Task objective
Copy out every one of the lines below word for word, with nothing changed.

##### Data supplied

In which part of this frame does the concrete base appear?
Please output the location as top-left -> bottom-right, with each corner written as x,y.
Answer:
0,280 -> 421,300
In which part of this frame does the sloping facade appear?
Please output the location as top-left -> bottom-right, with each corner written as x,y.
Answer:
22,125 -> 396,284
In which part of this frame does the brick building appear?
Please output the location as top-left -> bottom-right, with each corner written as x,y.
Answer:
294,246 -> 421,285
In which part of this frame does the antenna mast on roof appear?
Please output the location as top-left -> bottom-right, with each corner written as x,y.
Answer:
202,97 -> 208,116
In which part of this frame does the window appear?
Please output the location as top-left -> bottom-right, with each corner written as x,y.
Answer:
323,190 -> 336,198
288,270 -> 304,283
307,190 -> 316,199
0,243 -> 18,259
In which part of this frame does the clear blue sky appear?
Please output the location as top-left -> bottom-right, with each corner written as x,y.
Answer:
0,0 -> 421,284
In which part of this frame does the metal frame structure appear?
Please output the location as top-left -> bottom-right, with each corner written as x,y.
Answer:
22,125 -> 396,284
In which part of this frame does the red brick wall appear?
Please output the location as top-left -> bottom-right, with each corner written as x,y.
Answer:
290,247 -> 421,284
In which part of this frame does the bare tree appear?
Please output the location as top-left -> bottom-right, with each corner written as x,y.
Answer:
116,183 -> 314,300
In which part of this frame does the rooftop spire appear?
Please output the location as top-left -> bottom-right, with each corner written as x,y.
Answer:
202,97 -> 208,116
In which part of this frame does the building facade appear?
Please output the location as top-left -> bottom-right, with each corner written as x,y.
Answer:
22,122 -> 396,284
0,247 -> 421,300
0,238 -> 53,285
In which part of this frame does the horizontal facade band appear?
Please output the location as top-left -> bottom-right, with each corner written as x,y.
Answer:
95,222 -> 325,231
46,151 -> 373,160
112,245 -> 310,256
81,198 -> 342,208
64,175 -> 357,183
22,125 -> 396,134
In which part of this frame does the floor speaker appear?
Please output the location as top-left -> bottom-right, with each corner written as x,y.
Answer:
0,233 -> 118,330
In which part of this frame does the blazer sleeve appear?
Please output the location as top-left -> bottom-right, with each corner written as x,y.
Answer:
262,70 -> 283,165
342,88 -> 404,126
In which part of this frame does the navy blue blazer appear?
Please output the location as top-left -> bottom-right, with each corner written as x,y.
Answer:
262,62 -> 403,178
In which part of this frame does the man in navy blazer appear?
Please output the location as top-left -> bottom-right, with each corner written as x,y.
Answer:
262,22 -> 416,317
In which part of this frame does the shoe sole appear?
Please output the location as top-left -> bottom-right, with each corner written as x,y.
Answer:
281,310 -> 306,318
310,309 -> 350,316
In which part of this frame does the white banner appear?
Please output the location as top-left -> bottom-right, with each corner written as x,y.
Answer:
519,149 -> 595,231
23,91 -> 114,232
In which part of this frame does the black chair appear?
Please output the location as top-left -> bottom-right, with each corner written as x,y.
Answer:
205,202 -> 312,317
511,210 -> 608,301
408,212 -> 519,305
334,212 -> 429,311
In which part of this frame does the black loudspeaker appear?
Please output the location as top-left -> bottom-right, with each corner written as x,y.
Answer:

##########

Completed exercise
In which part of this frame does the concrete base appear?
Please output the location as top-left -> bottom-right, with each corner written as x,y.
Answer:
0,280 -> 421,300
In which part of this frame does the sloping facade appear?
Please output the location as top-left -> bottom-right, with each corner written as x,y.
Answer:
22,125 -> 396,284
In which part of this frame does the brick building appear?
Please output the location as top-left -> bottom-right, with each corner written as x,y.
Answer:
294,246 -> 421,285
In which part of this frame does the antenna mast on roof appear?
Please output the location as top-left -> bottom-right, with each corner written as x,y.
Answer:
202,97 -> 208,116
In which part of this frame does the window appear?
Please output the location as top-left -> bottom-right, with each corner written as x,y.
Answer:
323,190 -> 336,198
288,270 -> 304,283
307,190 -> 316,199
0,243 -> 18,259
In which part of this frame does the clear blue sky appear?
Please output the location as top-left -> bottom-right, with each corner written as x,y.
Answer:
0,0 -> 421,284
In which part of this frame does the metal frame structure appear?
Please output the location as top-left -> bottom-right, with each corner written as x,y.
Answer:
22,125 -> 396,284
In which part of this frame does the red brick wall appear?
Please output the location as top-left -> bottom-right, with each corner written as x,y.
Answer:
290,247 -> 421,284
In which part of this frame does the bare tree appear?
Please output the location as top-left -> bottom-right, with each corner written as x,y.
Answer:
116,183 -> 314,300
In which part of this frame does the rooftop spire appear?
Please output the location as top-left -> bottom-right, with each corner written as x,y.
Answer:
202,97 -> 208,116
In which part of this frame does the building facade appear?
Please output the location as top-left -> bottom-right, with each corner written as x,y.
Answer:
22,122 -> 396,284
0,247 -> 421,300
0,238 -> 53,285
In which part of this frame does the horizontal facade band appear?
Please output the location as top-left -> bottom-right, with each corner written as x,y.
Answer:
95,222 -> 325,231
46,151 -> 373,160
112,245 -> 310,256
81,198 -> 342,208
64,175 -> 357,183
22,125 -> 396,134
In which part of this frame does the floor speaker appear?
Please output the location as top-left -> bottom-right, with each corner written as x,y.
Answer:
0,233 -> 118,330
In which part of this frame does the blazer sleeve appear?
Please output the location as top-left -> bottom-right, with each corner written as x,y.
Answer:
262,70 -> 283,165
342,88 -> 404,126
In which part of this frame does the navy blue blazer appear?
Please output the location as top-left -> bottom-right, with each corner written as x,y.
Answer:
262,62 -> 403,178
In which part of this frame does the man in navy blazer appear?
Please output the location as top-left -> bottom-right, with each corner written as x,y.
Answer:
262,22 -> 416,317
In which part of this frame does the shoe sole appear?
Please output the location as top-left -> bottom-right, with each corner written as x,y.
Answer:
281,310 -> 306,318
310,309 -> 350,316
In which part of this frame does the white banner appear?
Please output the location as top-left -> bottom-right, with each corner written as x,y.
Answer:
519,149 -> 595,231
23,91 -> 114,232
In which part of this frame does the black chair appear?
Please output the location as top-left -> bottom-right, with each corner written as x,y.
Answer:
205,202 -> 312,317
511,210 -> 608,301
408,212 -> 519,305
334,212 -> 429,311
In which part of this frame does the black loudspeaker appear?
Please output the location as top-left -> bottom-right, with each corner written as x,y.
Answer:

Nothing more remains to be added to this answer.